ABDUL MUTTALIBKOLOM

Tragedi Bangun Sahur

TRADISI di bulan Ramadan sangatlah beragam. Tapi tragedi yang dialami artis Zaskia Adya Mecca atas tradisi membangunkan orang sahur lewat pengeras suara di masjid membuat tersadar, ternyata niat baik saja tidak cukup, jika model penyampaiannya keliru akan rentang menuai soal.

Tentu soalnya bukan pada toa masjid. Apalagi soal vibrasi suara yang meninggi. Bukan pula soal suara yang fals. Karena suara sumbang mungkin masih bisa diterima, tapi suara yang teriak serupa kesurupan ketika membangungkan orang sahur, pasti terdengar buruk di telinga.

Jadi masalahnya bisa jadi terletak pada hukum harmoni. Hukum ini jika diringkas dapat menjadi dua soal. Soal pertama, secara teknis hukum harmoni sedianya bekerja sesuai standar operasional sistem (SOP) dalam manilai intonasi, artikulasi bahkan kontrol pick suara ketika berhadapan dengan pelantang suara masjid.

+--

- Daftar Tugas:
a) Hitung jumlah baris dalam catatan di bawah yang memuat kata "shopping". Tuliskan angkanya saja.
b) Teruskan tulisan tentang tradisi membangunkan orang sahur di atas, mulai dari kalimat sesudah kalimat terakhirnya.

+--

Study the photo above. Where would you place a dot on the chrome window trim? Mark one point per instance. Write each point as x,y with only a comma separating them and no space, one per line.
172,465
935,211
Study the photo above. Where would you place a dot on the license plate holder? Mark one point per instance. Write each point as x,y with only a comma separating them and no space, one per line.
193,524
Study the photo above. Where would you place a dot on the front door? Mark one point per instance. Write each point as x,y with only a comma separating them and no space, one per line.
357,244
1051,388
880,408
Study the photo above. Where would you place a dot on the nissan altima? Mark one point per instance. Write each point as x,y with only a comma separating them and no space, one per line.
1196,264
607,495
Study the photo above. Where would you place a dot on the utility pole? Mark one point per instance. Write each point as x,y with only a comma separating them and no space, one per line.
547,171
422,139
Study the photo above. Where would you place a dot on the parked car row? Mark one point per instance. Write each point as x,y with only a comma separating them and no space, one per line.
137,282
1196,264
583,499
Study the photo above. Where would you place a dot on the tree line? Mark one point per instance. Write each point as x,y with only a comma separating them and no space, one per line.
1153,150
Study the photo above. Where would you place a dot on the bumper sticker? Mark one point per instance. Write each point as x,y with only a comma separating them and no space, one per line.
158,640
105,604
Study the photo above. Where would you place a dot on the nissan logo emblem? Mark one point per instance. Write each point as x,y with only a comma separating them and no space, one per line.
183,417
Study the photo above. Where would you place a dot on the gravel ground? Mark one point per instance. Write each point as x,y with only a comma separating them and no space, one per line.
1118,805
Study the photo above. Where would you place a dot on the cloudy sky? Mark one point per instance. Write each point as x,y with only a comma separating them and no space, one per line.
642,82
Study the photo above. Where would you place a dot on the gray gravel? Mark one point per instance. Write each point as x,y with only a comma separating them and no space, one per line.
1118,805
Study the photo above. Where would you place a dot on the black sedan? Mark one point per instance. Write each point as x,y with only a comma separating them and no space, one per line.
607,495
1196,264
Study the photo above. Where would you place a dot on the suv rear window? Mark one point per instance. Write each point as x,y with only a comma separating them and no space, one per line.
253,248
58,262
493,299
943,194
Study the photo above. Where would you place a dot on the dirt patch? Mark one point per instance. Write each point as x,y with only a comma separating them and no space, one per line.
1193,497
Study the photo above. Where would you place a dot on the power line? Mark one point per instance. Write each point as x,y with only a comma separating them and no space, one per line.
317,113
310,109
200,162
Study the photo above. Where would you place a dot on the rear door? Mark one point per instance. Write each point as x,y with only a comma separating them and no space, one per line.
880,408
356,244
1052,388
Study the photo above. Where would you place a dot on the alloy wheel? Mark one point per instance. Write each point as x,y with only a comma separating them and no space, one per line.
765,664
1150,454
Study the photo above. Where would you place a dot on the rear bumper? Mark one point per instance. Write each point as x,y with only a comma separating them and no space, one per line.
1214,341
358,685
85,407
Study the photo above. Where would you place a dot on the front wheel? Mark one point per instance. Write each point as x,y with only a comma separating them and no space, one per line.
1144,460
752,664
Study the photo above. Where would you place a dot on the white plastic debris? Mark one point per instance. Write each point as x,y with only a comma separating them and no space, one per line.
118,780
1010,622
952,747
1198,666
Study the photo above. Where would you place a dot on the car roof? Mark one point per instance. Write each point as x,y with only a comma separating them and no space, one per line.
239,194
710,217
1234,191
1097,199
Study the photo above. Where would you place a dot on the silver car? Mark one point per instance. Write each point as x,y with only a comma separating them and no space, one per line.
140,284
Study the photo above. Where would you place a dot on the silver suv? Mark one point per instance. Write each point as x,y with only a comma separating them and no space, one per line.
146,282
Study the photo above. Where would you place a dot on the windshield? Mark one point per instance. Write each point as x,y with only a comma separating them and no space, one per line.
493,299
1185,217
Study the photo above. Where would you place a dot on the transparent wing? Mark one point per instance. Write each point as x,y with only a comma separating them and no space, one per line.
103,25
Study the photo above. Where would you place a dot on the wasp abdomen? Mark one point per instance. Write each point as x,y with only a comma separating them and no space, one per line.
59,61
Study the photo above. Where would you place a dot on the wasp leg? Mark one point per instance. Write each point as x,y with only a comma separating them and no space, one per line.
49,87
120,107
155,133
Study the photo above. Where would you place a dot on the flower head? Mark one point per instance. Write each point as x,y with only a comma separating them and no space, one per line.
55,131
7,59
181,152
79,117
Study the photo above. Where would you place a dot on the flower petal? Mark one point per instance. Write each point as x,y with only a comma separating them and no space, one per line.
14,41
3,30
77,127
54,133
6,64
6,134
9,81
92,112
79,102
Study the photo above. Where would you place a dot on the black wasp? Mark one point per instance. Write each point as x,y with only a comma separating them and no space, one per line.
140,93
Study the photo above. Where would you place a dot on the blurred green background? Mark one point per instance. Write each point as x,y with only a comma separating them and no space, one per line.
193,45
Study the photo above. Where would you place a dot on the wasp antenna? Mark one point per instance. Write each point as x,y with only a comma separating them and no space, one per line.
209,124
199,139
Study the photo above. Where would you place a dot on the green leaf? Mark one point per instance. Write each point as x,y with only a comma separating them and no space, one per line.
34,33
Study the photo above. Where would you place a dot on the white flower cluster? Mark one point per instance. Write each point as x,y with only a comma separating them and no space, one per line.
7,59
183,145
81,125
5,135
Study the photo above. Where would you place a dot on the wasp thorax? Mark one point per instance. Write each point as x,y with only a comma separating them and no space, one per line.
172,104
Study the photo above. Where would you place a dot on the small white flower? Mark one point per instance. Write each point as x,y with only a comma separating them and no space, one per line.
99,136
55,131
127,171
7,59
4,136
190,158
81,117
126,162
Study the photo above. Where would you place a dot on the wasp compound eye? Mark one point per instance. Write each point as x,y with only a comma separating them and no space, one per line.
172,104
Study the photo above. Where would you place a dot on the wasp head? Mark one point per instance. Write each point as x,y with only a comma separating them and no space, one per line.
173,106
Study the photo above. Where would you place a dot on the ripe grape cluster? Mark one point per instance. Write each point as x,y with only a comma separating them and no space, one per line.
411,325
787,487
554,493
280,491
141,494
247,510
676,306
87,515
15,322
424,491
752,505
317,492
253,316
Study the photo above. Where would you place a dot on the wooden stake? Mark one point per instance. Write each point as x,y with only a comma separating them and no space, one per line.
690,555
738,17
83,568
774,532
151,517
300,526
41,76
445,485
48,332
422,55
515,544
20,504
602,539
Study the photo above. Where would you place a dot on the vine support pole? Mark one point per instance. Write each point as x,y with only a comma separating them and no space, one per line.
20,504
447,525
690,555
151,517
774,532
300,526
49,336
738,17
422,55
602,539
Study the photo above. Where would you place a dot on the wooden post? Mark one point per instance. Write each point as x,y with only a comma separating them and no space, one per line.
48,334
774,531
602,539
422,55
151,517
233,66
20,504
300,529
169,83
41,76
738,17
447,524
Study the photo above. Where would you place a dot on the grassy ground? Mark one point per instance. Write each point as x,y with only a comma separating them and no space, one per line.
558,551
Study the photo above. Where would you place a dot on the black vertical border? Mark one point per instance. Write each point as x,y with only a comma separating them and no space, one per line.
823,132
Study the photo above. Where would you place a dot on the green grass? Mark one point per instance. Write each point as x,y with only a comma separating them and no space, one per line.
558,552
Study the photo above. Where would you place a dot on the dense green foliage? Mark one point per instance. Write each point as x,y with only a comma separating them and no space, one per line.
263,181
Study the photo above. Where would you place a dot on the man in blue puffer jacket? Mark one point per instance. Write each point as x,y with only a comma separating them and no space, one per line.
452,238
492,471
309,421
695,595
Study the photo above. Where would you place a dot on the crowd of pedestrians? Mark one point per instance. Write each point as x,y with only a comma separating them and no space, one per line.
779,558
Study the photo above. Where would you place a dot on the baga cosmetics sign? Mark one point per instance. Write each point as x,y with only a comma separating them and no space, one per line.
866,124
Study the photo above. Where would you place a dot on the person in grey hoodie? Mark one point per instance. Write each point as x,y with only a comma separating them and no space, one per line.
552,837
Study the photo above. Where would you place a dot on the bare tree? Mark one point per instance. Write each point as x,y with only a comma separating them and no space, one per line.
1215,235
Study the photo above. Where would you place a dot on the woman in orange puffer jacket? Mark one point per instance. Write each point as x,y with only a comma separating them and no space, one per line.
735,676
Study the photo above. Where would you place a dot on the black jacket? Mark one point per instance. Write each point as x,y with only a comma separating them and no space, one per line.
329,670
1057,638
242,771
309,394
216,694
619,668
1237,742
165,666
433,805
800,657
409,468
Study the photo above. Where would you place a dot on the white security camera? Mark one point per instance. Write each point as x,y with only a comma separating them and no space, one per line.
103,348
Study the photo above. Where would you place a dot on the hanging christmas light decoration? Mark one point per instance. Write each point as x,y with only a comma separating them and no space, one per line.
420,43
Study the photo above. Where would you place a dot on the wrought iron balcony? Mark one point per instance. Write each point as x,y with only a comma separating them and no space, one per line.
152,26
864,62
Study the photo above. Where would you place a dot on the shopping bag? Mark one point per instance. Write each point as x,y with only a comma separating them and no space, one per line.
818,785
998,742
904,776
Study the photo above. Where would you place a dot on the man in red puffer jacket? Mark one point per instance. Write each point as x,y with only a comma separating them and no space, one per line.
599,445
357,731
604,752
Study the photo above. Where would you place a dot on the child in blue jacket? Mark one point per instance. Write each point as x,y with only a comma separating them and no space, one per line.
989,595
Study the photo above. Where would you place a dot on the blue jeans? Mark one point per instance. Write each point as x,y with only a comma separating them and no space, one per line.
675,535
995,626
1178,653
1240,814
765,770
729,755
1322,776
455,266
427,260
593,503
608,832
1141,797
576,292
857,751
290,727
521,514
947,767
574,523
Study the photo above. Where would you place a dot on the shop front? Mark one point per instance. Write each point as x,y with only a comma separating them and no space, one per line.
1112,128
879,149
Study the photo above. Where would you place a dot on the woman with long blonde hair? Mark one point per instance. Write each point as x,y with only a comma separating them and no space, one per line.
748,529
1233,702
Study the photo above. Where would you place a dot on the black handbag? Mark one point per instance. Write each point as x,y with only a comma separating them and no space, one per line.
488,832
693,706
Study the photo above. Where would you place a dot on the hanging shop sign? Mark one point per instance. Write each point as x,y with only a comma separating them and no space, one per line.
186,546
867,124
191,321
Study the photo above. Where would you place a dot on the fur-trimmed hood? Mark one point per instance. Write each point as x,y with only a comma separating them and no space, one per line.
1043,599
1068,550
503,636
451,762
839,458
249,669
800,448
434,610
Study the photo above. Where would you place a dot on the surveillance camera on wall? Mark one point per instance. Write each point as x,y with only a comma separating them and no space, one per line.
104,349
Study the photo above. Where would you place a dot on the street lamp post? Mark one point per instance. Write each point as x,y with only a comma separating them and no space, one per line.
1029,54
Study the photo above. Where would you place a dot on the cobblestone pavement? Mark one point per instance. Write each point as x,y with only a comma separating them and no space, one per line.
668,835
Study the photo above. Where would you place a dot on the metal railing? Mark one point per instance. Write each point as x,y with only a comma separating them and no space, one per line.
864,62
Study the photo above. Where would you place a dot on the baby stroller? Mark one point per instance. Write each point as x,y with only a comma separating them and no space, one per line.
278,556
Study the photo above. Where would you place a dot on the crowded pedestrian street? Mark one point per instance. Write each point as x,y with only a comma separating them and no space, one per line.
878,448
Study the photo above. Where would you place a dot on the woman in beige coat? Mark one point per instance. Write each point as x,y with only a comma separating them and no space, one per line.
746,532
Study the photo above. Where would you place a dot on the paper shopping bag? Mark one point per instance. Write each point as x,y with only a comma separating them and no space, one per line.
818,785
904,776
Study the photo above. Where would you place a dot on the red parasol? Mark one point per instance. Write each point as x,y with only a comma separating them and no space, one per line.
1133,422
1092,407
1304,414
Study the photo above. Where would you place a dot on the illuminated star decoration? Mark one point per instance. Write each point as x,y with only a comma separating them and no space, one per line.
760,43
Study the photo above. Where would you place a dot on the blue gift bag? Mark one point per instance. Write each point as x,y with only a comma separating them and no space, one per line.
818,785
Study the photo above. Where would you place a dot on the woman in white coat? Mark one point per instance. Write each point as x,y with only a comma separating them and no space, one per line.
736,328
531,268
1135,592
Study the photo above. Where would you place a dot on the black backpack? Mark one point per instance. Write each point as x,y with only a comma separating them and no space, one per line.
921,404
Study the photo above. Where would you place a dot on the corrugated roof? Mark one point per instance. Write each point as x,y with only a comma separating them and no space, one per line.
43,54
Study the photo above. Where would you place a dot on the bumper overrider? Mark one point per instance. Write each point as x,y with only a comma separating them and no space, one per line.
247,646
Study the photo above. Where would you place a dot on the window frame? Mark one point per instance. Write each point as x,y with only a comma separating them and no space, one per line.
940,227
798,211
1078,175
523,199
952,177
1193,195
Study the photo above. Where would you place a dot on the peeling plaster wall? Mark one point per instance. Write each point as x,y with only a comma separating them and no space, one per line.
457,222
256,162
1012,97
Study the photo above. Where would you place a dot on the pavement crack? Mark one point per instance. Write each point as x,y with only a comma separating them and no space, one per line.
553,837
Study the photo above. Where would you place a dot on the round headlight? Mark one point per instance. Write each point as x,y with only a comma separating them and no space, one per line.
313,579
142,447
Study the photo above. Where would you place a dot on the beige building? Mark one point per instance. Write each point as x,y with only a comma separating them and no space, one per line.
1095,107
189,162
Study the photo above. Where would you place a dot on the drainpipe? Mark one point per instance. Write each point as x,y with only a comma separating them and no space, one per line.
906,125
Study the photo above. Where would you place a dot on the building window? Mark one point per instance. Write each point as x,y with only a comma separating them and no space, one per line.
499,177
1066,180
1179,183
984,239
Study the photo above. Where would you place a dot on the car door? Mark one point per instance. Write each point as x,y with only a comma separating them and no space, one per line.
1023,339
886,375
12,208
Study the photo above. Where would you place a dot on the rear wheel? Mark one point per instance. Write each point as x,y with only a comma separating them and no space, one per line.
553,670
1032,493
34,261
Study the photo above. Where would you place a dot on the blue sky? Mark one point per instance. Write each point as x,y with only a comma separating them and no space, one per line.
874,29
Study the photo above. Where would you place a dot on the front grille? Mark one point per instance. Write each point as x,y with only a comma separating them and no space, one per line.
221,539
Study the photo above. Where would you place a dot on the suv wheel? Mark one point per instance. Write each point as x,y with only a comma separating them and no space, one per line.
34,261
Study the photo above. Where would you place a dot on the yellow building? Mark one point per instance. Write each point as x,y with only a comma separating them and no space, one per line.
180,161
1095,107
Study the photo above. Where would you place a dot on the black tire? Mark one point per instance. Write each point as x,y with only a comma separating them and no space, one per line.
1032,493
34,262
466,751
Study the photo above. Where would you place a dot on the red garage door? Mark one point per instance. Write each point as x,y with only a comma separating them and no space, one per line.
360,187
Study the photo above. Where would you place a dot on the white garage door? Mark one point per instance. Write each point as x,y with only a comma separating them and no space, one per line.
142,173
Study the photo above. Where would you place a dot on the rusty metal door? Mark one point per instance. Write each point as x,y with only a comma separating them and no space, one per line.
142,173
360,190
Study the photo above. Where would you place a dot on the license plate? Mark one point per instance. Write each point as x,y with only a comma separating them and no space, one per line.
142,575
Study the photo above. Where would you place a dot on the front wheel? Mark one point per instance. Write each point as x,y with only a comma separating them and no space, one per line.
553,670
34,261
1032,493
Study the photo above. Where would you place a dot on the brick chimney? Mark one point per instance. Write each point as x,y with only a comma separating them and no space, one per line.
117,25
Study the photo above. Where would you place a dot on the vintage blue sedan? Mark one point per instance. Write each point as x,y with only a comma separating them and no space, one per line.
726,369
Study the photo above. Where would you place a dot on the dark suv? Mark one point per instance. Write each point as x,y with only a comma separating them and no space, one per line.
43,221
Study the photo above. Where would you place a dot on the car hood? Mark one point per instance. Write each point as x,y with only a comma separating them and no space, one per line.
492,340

+--

- Jawaban Soal:
a) 2

b)
Kriteria suara merdu, syahdu, dan suara yang mendayu lirih, mutlak dipahami sebelum menjadi petugas sahur atau takmir masjid. Kalau perlu petugas sahur harus diseleksi terlebih dahulu. Secara ketat, transparan dan menghidari praktek kongkalikong. Ini tentu bukan perkara mudah. Mengingat peran sosial kemasyarakatan semacam ini sering tidak menjanjikan kesejahteraan materi.

Kebanyakan justru hanya memenuhi panggilan nurani makanya sering disebut: sukarela. Soal kedua, secara ideologis hukum harmoni tidak hanya mengurusi soal intoleransi yang dipicu dari biasnya pemahaman agama, yang belakangan ini justru melahirkan serangkain aksi teror. Karena selain sikap intoleran, faktanya bangsa ini masih harus berkutat pada tata cara membangungkan sahur.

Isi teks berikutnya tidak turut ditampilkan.